• [Given passage]:
################

Sam Hardesty started losing his vision in 3rd grade. It took more than a year to find out he had optic atrophy — and while there’s a wide range of how much that can affect a person’s vision, Hardesty is legally blind. That didn’t slow him down, and now Hardesty — who was a member of the marching and concert bands — is a Class of 2023 graduate of Owensboro Catholic High School.
Hardesty said his vision didn’t go away all at once, but it wasn’t long before he couldn’t read books anymore without some kind of equipment.
“It took a long time to figure out what it was. And at first, I kind of tried to hide it because I didn’t know how to tell my teachers about something like that,” he said. “But one day my teacher in 3rd grade asked me to read something on the board, and I couldn’t.”
Hardesty said he went to a doctor but “they couldn’t find what was wrong (at first) so they thought that it was psychological.”
Sam’s dad Tony added, “When he would do the test, he would get like 20 over 200 — just really way off numbers. They couldn’t find a physical manifestation of this disease yet, so at first they thought it was his effort or something like that. It took us a good year and a half to be able to tell what the actual physical diagnosis was. Eventually, we took Sam to a neuro ophthalmologist in Louisville who was able to determine what was going on.”
Sam said after they finally got the correct diagnosis, the school was able to get him equipment that could enlarge text — similar to a magnifying glass — to allow him to write and read.
“Owensboro Catholic has worked really well with us throughout this,” Tony said. “Once we knew what the problem was, they’ve been really good about finding resources for Sam, and Sam had a low-vision specialist from then on throughout his schooling. That’s been really helpful as well.”
Same said because he lost his vision at such a young age, it didn’t have too large of an impact on his learning journey.

################

(Dataset entries)

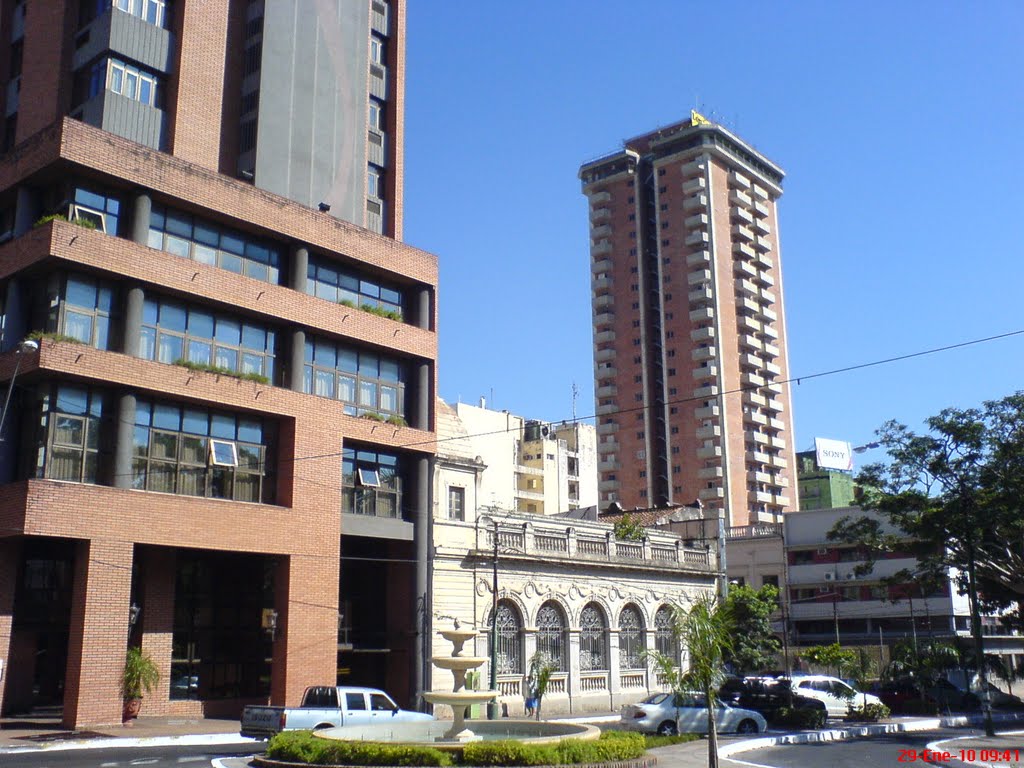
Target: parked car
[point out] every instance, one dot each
(327, 707)
(658, 714)
(837, 694)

################

• [Instructions]:
a) In the article about Sam Hardesty, what kind of equipment did the school get him once he was correctly diagnosed?
b) Write the next part of the article about Sam Hardesty, picking up after its last sentence.

• [Response list]:
a) Equipment that could enlarge text, similar to a magnifying glass, so he could read and write.

b)
“I don’t (really think about having to use the equipment) because it feels normal to me, but I’ve been lucky that I was able to adapt to it. I was never held back or anything,” he said.
Hardesty was also an active member of the marching and concert bands, playing in the percussion section.
“That is often challenging, but it’s obviously really rewarding to be able to work around my vision and still be able to play in the band,” he said. “It has been awesome. I love my friends that are in band with me.”
Hardesty will continue his education at Kentucky Wesleyan College, where he plans to pursue an English major with a focus on linguistics.
Hardesty is one of 105 students in the OCHS Class of 2023, which graduated Sunday at the Owensboro Sportscenter. Principal Gates Settle said that like many classes all over the country, they had to overcome and persevere through the COVID-19 pandemic.
“Even though we were the only high school in Owensboro to stay in-person during their 4 years, our seniors missed out on so many things the last 3 years,” he said. “However, with things back to normal, there seemed to be even more of an appreciation and thankfulness for their senior year.”
Gates said that in exit interviews with seniors, one question he asks is if they are ready to graduate.
“So many of them say, ‘I am ready to graduate, but I don’t want to leave.’ I think that speaks volumes about their experience at OCHS and how one gets so connected here,” he said.
Hardesty echoed that feeling, saying: “It’s a small school student population, so I’ve gotten close with most of my class, which has been nice. We all kind of interact with each other. That’s probably the best part about it.”